Dataset records Start Marker
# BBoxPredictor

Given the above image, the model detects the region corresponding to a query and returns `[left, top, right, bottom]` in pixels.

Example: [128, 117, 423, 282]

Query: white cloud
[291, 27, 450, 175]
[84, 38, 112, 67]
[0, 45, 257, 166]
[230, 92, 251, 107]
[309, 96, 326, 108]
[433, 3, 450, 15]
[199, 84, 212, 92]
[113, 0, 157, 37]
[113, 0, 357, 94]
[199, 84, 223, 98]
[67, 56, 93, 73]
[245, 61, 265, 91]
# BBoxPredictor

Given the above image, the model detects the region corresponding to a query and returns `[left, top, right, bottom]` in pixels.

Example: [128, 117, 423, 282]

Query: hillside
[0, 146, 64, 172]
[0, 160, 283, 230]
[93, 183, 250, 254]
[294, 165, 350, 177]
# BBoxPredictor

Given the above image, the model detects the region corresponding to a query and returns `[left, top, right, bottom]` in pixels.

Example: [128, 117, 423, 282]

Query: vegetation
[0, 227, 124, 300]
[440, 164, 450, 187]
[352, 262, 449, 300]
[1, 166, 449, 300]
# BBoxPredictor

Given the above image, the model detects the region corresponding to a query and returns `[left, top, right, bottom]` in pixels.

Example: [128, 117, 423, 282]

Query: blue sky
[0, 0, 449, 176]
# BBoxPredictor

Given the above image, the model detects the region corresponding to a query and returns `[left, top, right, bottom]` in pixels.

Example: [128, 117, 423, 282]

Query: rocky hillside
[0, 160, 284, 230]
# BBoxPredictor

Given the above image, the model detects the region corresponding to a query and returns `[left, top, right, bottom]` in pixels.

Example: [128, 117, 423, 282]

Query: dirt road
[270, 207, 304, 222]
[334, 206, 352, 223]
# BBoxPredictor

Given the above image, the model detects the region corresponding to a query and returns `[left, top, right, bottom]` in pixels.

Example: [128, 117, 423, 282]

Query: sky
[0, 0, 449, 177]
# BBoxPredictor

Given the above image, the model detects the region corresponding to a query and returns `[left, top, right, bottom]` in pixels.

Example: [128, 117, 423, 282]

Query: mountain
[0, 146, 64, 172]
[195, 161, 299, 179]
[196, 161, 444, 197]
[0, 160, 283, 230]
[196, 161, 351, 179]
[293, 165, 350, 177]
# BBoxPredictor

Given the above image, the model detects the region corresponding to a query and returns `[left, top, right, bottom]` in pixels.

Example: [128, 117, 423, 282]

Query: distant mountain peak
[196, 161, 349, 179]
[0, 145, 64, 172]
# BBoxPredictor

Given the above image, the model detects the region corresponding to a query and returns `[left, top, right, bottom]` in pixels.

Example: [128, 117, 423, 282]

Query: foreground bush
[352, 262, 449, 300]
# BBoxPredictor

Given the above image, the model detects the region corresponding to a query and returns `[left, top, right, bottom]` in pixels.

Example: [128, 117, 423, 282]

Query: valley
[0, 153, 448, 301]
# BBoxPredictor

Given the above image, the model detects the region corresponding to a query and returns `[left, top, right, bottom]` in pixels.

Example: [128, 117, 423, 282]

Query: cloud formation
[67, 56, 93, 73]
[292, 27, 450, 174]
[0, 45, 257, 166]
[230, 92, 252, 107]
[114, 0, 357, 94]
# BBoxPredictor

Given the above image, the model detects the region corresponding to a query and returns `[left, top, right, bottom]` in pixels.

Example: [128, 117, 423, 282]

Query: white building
Dataset records End Marker
What you need to do – In the entries, the line containing "Query: valley" and every line after it through the last are to be duplicated exactly, and no other line is to be included.

Exercise result –
Query: valley
[0, 153, 448, 301]
# BBoxPredictor

Given the above image, the model detects the region corresponding to a query and returns `[left, top, right, bottom]` in pixels.

Example: [128, 117, 423, 282]

Query: cloud formation
[67, 56, 93, 73]
[292, 27, 450, 174]
[0, 45, 257, 166]
[230, 92, 252, 107]
[114, 0, 357, 94]
# BBoxPredictor

Given the above image, the model detects the region corresponding to a query and returns `[left, top, right, bottom]` in pixels.

Example: [128, 117, 423, 282]

Query: white building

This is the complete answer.